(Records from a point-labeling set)
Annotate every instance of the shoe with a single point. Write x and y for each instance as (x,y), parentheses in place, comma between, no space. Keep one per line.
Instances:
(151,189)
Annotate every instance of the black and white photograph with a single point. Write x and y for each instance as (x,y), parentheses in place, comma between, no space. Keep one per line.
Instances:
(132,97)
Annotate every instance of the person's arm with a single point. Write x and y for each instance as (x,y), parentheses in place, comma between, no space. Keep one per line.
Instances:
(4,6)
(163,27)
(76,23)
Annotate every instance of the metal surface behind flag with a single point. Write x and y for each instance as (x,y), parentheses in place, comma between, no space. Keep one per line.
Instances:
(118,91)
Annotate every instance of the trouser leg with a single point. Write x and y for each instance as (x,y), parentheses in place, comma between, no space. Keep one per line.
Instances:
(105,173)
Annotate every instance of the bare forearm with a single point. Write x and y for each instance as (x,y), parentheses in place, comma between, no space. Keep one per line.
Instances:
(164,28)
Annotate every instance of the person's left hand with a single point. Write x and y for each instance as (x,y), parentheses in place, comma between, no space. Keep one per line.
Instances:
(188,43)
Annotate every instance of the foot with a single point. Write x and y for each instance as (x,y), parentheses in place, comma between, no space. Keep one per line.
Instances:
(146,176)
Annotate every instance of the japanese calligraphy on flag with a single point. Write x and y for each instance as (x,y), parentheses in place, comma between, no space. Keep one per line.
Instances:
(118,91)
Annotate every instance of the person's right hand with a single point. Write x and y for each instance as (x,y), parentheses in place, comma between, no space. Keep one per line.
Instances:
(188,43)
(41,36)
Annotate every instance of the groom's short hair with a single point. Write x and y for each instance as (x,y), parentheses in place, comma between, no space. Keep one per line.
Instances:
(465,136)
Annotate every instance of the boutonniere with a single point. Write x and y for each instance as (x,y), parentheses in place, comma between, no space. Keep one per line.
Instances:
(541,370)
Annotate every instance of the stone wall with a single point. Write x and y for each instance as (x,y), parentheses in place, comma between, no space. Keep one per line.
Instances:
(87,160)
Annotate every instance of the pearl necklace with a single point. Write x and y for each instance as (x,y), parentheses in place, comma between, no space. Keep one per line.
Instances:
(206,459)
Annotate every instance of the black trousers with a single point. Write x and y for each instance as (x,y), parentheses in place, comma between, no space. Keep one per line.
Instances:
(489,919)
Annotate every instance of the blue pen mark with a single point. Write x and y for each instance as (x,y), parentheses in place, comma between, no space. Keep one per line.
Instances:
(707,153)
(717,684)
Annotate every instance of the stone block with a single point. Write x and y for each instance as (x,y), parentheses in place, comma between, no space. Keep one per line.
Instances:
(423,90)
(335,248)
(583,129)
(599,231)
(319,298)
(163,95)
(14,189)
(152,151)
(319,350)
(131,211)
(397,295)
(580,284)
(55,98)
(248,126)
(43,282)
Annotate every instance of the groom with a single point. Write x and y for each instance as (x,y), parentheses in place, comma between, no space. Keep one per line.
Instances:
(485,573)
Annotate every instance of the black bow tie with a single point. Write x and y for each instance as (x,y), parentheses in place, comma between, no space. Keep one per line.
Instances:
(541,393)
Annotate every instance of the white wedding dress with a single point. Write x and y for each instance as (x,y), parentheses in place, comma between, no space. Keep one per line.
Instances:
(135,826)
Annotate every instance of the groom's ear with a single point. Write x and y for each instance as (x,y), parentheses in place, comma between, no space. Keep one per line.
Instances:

• _What is asked_
Copy these lines word for word, with nothing changed.

• _Expected output_
Annotate every instance of the shoe with a single point. Write x and y for each instance as (x,y), parentheses in place, comma between, no space. Keep one per line.
Instances:
(151,189)
Annotate every instance of the black and white photograph with a single point. Write x and y for each instance as (x,y), parentheses in place, comma between, no space. Keep one per line.
Instances:
(132,97)
Annotate every instance of the person's arm with a single point. Write x and y for each instance as (x,y), parentheses in place, comma between, no space. Keep one per line.
Instances:
(4,6)
(163,27)
(76,23)
Annotate every instance of the metal surface behind flag with a single point. Write x and y for each instance as (x,y), parentheses in place, comma between, no space. Keep one per line.
Instances:
(118,91)
Annotate every instance of the trouser leg with a single point. Write x and y for each instance as (x,y), parentheses in place, comma between, no space. Keep one per line.
Instances:
(105,173)
Annotate every instance of the bare forearm with a single point. Write x and y for each instance as (x,y), parentheses in place, comma between, no space. Keep one per line.
Instances:
(164,28)
Annotate every instance of the person's left hand with a single point. Write x and y for each instance as (x,y), parentheses in place, comma between, no space. Keep one per line.
Instances:
(188,43)
Annotate every instance of the foot with a single point. Write x and y for each instance as (x,y), parentheses in place, comma between, no space. Keep one per line.
Instances:
(146,176)
Annotate every instance of the japanese calligraphy on flag with a single point. Write x and y for each instance as (x,y), parentheses in place, comma between, no space. Keep one per line.
Instances:
(118,91)
Annotate every instance of the person's right hand with a single point. Write x and y for each instance as (x,y), parentheses in place, comma between, no space. Keep one per line.
Instances:
(188,43)
(41,36)
Annotate every instance of the groom's short hair with a single point. Write x and y for each instance as (x,y), parentheses in place, comma between, no space. Keep one per line.
Instances:
(465,136)
Annotate every instance of the boutonniere with a single point. Write x and y for each instance as (x,y), parentheses in place, comma between, no space. Keep one per line.
Instances:
(541,370)
Annotate every instance of the stone wall with a single point. Write x and y for each instance as (x,y), parentheses in place, comma between, no space. Keep one per line.
Instances:
(87,160)
Annotate every instance of the pearl necklace with a single point. Write x and y for each instance as (x,y), parentheses in place, comma between, no space. Keep one per line.
Instances:
(206,459)
Annotate every instance of the black trousers with a single point. Write x and y for each instance as (x,y), parentheses in place, comma between, no space. Keep one per line.
Instances:
(489,919)
Annotate every instance of the blue pen mark with a single point. Write x and y for each instance as (x,y), parentheses in place, comma between, no space. Keep one per line.
Instances:
(707,153)
(717,684)
Annotate every instance of the stone block with a single point. Write x and y for each instance as (x,y), parentheses in place, comma between, no space. Keep one per line.
Instances:
(423,90)
(335,248)
(583,129)
(599,231)
(319,298)
(163,95)
(14,189)
(152,151)
(319,350)
(131,211)
(397,295)
(580,284)
(55,98)
(248,126)
(43,282)
Annotate every instance of the groom with a single point. Write x and y for each instance as (x,y), parentheses in place, comma between, no space. Keep one per line.
Instances:
(485,573)
Annotate every instance of the black bow tie with a single point. Write x and y for each instance as (x,y), parentheses in place, comma between, no space. Keep one per line.
Instances:
(541,393)
Annotate every instance of the white wedding dress with a single point. Write x and y for each instance as (x,y), parentheses in place, comma between, no space. Keep one per line.
Instances:
(135,826)
Annotate every instance of the groom's ear with a single point. Write x and y for each instance as (x,y), parentheses in place, comma between, no space. Keep one per line.
Instances:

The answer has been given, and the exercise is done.